** CONSIGNE 1 **
Mettez sous forme de liste numérotée les lignes des enregistrements, en commençant par la ligne qui contient « Target: tree » et en allant jusqu'à la dernière ligne des enregistrements, ces deux lignes comprises. Laissez de côté les lignes vides.

** EXTRAIT DU TEXTE **
—————

« La Louve, le poulpe et la brigade », ce n’est pas le titre d’une fable méconnue de Jean de La Fontaine ! Ce sont les trois partenaires impliqués pour que nos invendus passent à la casserole plutôt que de finir à la poubelle. Présentation.
Dès son ouverture, notre magasin a eu le souci de ne pas jeter aux ordures ses produits invendables… mais loin d’être immangeables*. Grâce à l’implication de Véronique, coopératrice, nous avons d’abord apporté ces invendus à différentes structures : Le Chaînon manquant, Utopia 56, La Cuisine des migrants et MIAA (avec qui Francine, coop désormais salariée, nous a mis en relation). Nous avons ensuite formalisé ces dons en signant une convention de partenariat avec Cœur de femmes puis, cet été, avec la Brigade de solidarité populaire du 18e (BSP18). Plus précisément, parce que la BSP18 n’est pas une association « officielle » mais un collectif informel, c’est avec Le Poulpe que La Louve a signé une convention de partenariat. Poulpe pour Petite organisation utile pour le peuple et l’environnement. Il s’agit d’une ressourcerie, au 4 rue d’Oran, qui abrite également une cuisine, que les brigadistes empruntent pour y concocter des plats pour les personnes en difficulté.

—————

** ENREGISTREMENTS FOURNIS **
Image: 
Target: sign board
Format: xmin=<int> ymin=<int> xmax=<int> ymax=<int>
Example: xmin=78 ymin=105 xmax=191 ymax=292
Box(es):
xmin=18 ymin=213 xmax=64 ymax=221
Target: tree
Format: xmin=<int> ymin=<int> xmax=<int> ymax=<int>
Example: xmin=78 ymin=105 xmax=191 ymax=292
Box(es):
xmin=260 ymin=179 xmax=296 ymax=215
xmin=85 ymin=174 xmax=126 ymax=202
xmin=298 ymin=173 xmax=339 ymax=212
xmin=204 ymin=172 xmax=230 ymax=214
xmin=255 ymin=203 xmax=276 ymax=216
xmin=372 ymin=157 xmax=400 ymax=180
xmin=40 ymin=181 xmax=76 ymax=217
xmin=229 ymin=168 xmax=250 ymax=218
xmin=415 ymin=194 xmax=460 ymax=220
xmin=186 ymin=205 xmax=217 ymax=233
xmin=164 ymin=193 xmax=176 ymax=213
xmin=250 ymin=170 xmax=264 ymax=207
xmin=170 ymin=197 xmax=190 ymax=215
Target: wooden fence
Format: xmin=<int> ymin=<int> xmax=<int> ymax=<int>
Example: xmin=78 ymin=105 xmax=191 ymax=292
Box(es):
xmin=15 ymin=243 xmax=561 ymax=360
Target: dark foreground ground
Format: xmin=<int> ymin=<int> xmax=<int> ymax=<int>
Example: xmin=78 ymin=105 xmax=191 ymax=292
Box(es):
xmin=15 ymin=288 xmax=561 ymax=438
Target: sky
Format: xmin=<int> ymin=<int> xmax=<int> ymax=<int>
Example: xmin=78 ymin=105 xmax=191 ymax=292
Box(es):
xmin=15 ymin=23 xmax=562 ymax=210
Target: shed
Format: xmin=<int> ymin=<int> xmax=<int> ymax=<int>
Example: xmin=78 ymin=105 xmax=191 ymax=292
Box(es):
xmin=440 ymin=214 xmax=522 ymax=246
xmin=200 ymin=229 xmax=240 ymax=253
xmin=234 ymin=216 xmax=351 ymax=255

—————

** CONSIGNE 2 **
Répondez aux questions suivantes sur le texte consacré aux invendus de La Louve :
(a) Avec quelle structure La Louve a-t-elle signé une convention de partenariat avant celle de cet été ?
(b) Que signifie le nom Poulpe ?
(c) À quelle adresse se trouve Le Poulpe ?

** RÉPONSE ATTENDUE 1 **
1. Target: tree
2. Format: xmin=<int> ymin=<int> xmax=<int> ymax=<int>
3. Example: xmin=78 ymin=105 xmax=191 ymax=292
4. Box(es):
5. xmin=260 ymin=179 xmax=296 ymax=215
6. xmin=85 ymin=174 xmax=126 ymax=202
7. xmin=298 ymin=173 xmax=339 ymax=212
8. xmin=204 ymin=172 xmax=230 ymax=214
9. xmin=255 ymin=203 xmax=276 ymax=216
10. xmin=372 ymin=157 xmax=400 ymax=180
11. xmin=40 ymin=181 xmax=76 ymax=217
12. xmin=229 ymin=168 xmax=250 ymax=218
13. xmin=415 ymin=194 xmax=460 ymax=220
14. xmin=186 ymin=205 xmax=217 ymax=233
15. xmin=164 ymin=193 xmax=176 ymax=213
16. xmin=250 ymin=170 xmax=264 ymax=207
17. xmin=170 ymin=197 xmax=190 ymax=215
18. Target: wooden fence
19. Format: xmin=<int> ymin=<int> xmax=<int> ymax=<int>
20. Example: xmin=78 ymin=105 xmax=191 ymax=292
21. Box(es):
22. xmin=15 ymin=243 xmax=561 ymax=360
23. Target: dark foreground ground
24. Format: xmin=<int> ymin=<int> xmax=<int> ymax=<int>
25. Example: xmin=78 ymin=105 xmax=191 ymax=292
26. Box(es):
27. xmin=15 ymin=288 xmax=561 ymax=438
28. Target: sky
29. Format: xmin=<int> ymin=<int> xmax=<int> ymax=<int>
30. Example: xmin=78 ymin=105 xmax=191 ymax=292
31. Box(es):
32. xmin=15 ymin=23 xmax=562 ymax=210
33. Target: shed
34. Format: xmin=<int> ymin=<int> xmax=<int> ymax=<int>
35. Example: xmin=78 ymin=105 xmax=191 ymax=292
36. Box(es):
37. xmin=440 ymin=214 xmax=522 ymax=246
38. xmin=200 ymin=229 xmax=240 ymax=253
39. xmin=234 ymin=216 xmax=351 ymax=255

** RÉPONSE ATTENDUE 2 **
(a) Avec Cœur de femmes.
(b) Petite organisation utile pour le peuple et l'environnement.
(c) Au 4 rue d'Oran.